■ Exercise requirements:
Retrieve all lines below that have the string "white".
* * * * * * * * *
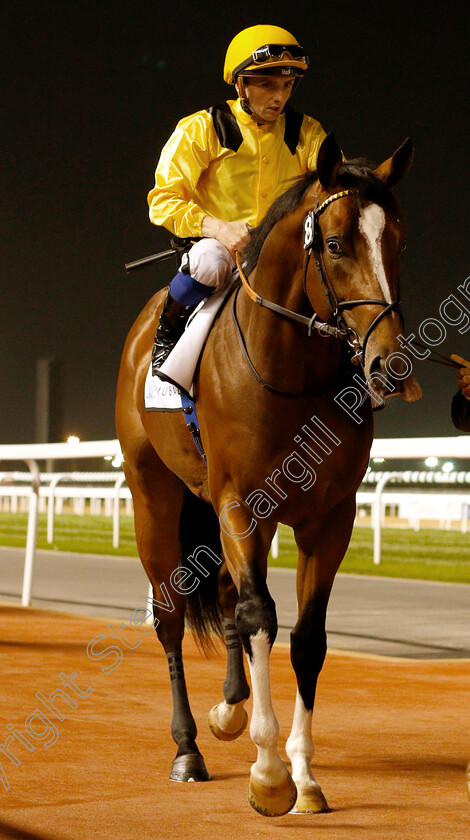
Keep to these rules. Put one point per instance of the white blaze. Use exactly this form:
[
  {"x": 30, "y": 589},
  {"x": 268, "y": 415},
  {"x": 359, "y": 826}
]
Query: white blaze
* * * * * * * * *
■ Task solution:
Keep to these rules. Put one point per instance of the white blaze. Use exactly this form:
Query: white blaze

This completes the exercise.